Region pointing data:
+--
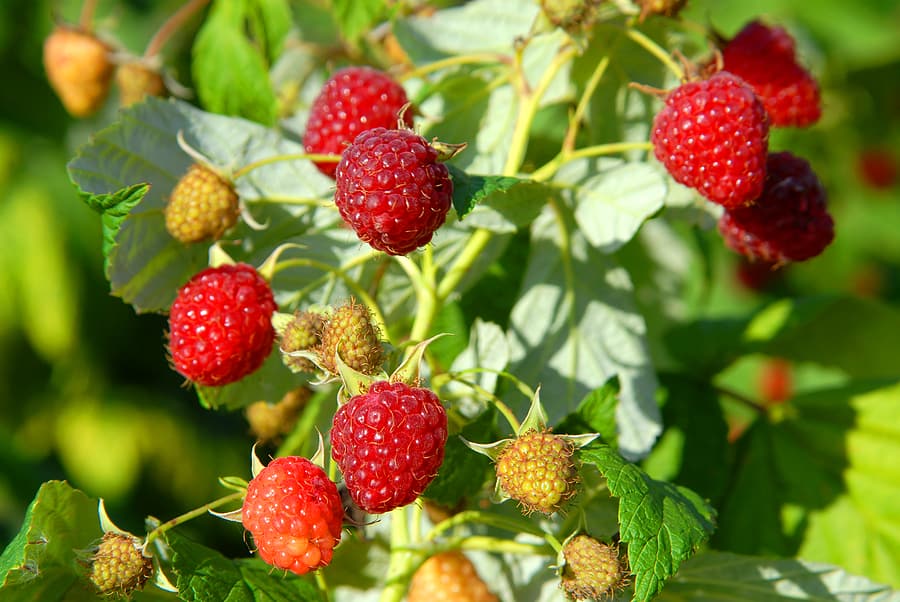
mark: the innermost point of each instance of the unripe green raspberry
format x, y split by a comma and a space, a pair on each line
202, 206
538, 471
593, 569
302, 333
119, 566
350, 331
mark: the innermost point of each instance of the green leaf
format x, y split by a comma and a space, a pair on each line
146, 266
270, 383
229, 71
463, 472
663, 524
820, 483
716, 576
469, 190
612, 205
40, 563
204, 574
595, 414
575, 325
356, 17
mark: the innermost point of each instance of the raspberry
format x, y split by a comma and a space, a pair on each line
668, 8
391, 190
79, 69
448, 577
119, 565
354, 100
536, 469
268, 421
220, 326
136, 81
302, 333
764, 58
350, 332
593, 569
788, 222
202, 206
294, 512
712, 135
389, 444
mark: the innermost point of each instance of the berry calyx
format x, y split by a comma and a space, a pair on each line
448, 577
712, 135
202, 206
350, 332
592, 569
220, 326
353, 100
119, 566
79, 69
392, 190
294, 513
389, 443
537, 470
764, 57
302, 333
788, 222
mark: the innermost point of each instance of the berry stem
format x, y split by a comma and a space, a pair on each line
286, 157
172, 24
174, 522
653, 48
578, 115
465, 59
348, 280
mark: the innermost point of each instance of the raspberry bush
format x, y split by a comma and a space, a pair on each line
485, 290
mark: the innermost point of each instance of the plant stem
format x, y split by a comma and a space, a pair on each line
155, 533
171, 25
465, 59
653, 48
286, 157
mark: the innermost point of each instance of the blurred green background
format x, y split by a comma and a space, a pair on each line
85, 390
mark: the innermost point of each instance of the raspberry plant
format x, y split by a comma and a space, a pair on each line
526, 177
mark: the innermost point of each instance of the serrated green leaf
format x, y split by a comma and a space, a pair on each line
716, 576
469, 189
663, 524
575, 325
463, 472
243, 88
40, 563
612, 205
595, 414
356, 17
270, 383
204, 574
820, 483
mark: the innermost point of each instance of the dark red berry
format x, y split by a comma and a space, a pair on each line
788, 222
392, 191
712, 135
354, 100
764, 57
389, 444
220, 326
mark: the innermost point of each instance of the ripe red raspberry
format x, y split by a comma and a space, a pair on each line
354, 100
536, 469
448, 577
392, 191
764, 58
294, 512
389, 444
220, 326
713, 135
788, 222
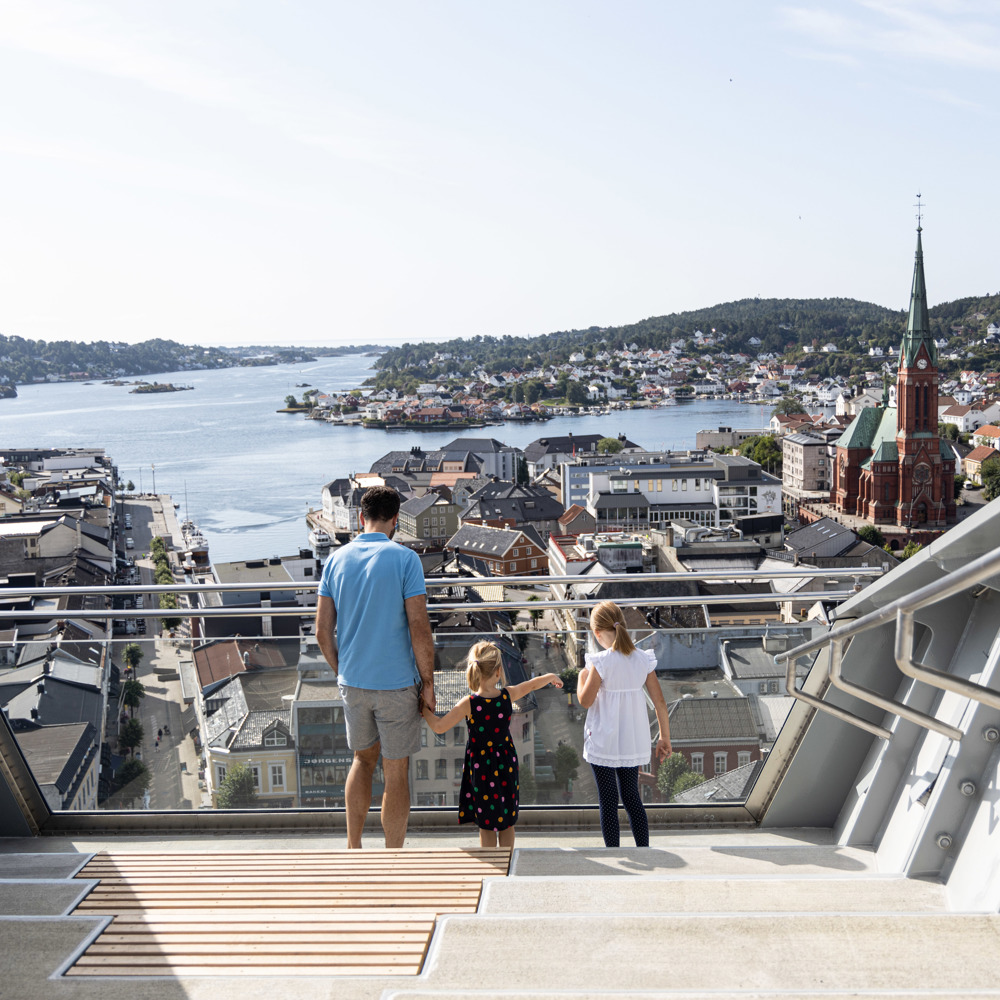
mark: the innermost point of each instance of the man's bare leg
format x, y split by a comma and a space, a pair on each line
396, 801
358, 792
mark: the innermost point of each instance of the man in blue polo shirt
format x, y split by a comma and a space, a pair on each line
372, 591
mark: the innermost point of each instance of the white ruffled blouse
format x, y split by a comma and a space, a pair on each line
616, 733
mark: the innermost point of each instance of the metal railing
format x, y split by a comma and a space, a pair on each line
432, 583
903, 612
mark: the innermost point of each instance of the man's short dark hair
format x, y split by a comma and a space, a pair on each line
379, 503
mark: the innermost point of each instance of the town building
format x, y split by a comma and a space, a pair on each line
892, 467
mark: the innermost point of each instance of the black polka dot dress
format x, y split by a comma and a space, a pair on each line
489, 783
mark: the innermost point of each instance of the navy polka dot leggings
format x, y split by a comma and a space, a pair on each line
623, 781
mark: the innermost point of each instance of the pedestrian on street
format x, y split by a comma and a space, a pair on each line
372, 591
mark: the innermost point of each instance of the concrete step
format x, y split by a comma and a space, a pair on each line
736, 860
710, 894
735, 954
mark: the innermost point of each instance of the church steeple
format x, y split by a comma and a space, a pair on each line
918, 326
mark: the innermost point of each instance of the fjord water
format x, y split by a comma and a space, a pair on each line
247, 474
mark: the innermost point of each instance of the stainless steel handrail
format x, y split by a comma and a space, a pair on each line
458, 581
902, 611
288, 611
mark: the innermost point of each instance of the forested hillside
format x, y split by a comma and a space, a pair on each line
782, 326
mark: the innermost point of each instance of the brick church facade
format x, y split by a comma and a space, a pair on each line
891, 466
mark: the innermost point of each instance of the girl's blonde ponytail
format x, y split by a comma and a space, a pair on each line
608, 617
484, 661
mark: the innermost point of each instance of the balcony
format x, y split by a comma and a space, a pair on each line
867, 839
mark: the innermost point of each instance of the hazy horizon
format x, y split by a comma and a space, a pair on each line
327, 173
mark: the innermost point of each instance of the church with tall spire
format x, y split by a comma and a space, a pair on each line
891, 465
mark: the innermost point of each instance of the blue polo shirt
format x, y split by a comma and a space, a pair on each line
368, 580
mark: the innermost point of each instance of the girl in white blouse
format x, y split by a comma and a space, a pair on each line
616, 734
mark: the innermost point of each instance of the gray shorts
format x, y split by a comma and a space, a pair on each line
389, 717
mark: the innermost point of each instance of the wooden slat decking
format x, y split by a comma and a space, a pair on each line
285, 913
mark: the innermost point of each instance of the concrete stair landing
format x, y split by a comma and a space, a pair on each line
754, 916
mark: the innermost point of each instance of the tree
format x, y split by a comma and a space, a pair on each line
869, 533
132, 778
528, 791
990, 476
132, 655
132, 694
238, 789
669, 772
131, 735
566, 764
788, 405
765, 450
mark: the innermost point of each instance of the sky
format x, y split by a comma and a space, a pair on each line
315, 172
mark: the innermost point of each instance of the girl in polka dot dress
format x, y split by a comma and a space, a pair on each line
488, 796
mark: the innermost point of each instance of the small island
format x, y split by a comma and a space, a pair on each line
160, 387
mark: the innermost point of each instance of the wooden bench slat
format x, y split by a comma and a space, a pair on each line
302, 913
282, 971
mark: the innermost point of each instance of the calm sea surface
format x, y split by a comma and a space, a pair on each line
246, 474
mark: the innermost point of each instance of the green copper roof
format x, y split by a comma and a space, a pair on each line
861, 430
883, 436
918, 325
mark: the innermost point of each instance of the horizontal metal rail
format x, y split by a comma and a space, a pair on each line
902, 611
433, 582
289, 611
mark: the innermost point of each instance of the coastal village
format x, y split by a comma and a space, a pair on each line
152, 696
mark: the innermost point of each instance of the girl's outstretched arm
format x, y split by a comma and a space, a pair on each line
441, 724
663, 747
520, 690
587, 686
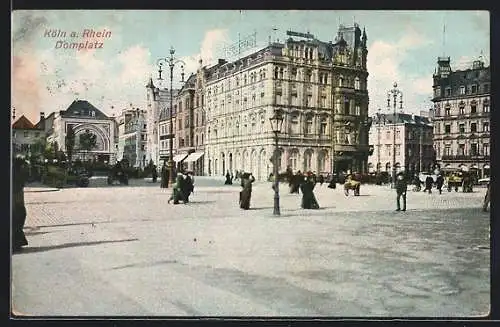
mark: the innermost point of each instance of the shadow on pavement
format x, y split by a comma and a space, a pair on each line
200, 202
29, 233
69, 245
93, 223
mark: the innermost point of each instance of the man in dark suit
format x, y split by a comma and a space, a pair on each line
18, 207
401, 187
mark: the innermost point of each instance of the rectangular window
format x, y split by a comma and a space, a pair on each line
388, 149
461, 150
486, 107
486, 127
437, 92
323, 128
473, 108
473, 149
309, 101
447, 150
486, 149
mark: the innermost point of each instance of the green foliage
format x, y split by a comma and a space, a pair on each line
70, 142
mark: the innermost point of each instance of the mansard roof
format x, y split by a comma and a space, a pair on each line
402, 118
83, 109
23, 123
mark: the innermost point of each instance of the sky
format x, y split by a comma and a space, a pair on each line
403, 47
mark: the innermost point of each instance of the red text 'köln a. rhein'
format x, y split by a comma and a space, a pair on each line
88, 38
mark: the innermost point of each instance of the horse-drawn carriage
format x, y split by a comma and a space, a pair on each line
351, 184
460, 178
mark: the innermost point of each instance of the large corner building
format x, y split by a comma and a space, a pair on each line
321, 89
462, 116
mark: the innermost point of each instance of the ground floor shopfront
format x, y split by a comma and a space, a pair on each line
258, 160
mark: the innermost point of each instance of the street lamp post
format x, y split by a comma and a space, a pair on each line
171, 61
394, 93
378, 142
276, 123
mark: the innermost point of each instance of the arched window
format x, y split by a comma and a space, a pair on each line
293, 161
338, 105
357, 85
309, 124
294, 124
323, 126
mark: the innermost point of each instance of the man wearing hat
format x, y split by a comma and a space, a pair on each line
401, 187
18, 208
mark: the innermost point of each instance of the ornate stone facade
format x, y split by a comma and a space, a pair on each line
462, 116
83, 117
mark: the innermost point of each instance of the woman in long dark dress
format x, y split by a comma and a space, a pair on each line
246, 194
164, 176
18, 208
308, 198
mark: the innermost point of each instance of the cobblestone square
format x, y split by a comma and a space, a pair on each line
123, 250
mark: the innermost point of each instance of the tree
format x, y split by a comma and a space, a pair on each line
88, 141
70, 142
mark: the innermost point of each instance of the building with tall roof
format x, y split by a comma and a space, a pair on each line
414, 143
83, 117
462, 116
321, 89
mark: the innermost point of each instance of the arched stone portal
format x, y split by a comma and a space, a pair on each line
223, 162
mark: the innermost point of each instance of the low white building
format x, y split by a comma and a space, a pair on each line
83, 117
27, 138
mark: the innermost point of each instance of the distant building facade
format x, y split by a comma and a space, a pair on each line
321, 89
462, 108
132, 137
414, 143
27, 138
83, 117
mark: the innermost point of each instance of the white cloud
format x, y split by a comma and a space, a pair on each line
384, 67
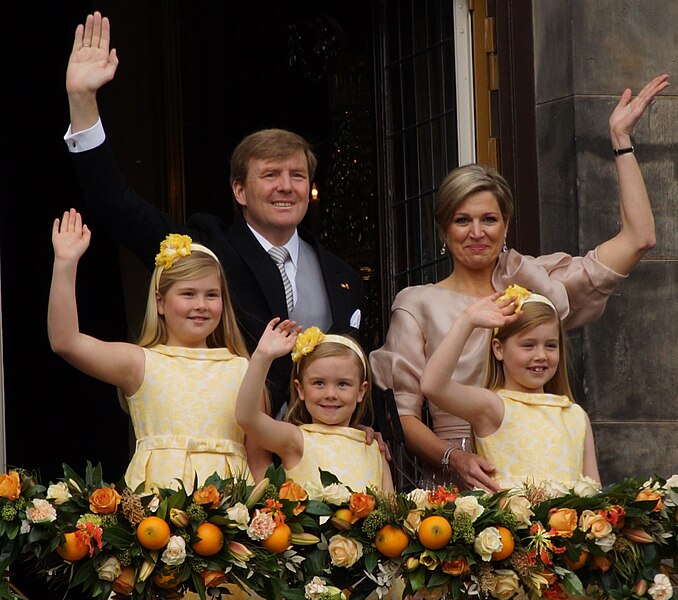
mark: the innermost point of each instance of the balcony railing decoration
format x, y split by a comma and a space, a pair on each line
279, 540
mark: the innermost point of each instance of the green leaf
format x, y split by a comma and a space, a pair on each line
327, 478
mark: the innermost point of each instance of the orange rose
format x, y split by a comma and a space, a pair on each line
455, 567
563, 521
361, 504
207, 495
600, 562
213, 578
294, 493
104, 501
651, 495
124, 583
10, 485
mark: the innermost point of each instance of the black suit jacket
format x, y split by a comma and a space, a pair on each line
254, 282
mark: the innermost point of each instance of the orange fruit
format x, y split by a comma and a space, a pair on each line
391, 541
167, 577
153, 533
74, 548
279, 540
579, 563
507, 544
434, 532
211, 539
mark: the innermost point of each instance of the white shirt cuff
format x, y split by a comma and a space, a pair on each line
86, 139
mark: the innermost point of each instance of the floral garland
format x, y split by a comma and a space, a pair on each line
275, 540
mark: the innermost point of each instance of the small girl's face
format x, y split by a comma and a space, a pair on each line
192, 311
530, 357
331, 387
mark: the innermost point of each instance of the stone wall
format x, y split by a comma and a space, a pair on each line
586, 53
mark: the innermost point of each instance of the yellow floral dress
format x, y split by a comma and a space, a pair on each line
343, 452
184, 417
541, 438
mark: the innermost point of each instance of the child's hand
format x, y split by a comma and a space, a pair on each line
70, 237
278, 341
490, 312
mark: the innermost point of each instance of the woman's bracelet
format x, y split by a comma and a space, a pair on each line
458, 445
620, 151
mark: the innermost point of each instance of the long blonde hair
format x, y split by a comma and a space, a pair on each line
534, 313
298, 413
196, 265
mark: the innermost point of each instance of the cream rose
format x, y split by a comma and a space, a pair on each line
175, 552
585, 487
418, 496
58, 493
239, 514
606, 543
521, 508
554, 489
336, 494
468, 505
488, 542
599, 527
661, 589
506, 584
344, 551
41, 511
109, 569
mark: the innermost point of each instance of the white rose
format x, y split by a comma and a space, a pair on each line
488, 542
336, 494
58, 492
607, 542
175, 553
239, 514
344, 551
585, 487
521, 508
468, 505
554, 489
669, 491
418, 496
110, 569
506, 584
661, 589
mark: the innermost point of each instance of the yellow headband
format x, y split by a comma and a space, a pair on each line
174, 247
523, 296
311, 337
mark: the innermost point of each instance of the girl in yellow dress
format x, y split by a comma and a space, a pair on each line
330, 393
524, 420
181, 380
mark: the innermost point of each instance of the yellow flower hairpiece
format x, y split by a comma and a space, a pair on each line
524, 295
306, 342
520, 293
174, 246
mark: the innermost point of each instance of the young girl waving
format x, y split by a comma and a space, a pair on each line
330, 393
181, 380
524, 420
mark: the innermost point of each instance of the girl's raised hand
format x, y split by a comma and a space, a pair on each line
278, 338
490, 312
70, 237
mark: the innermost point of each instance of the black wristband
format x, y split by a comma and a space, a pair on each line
620, 151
+--
(Exercise description): Could you state how many lines in the data hold the word "arched"? Only the number should be given.

(Problem solution): 2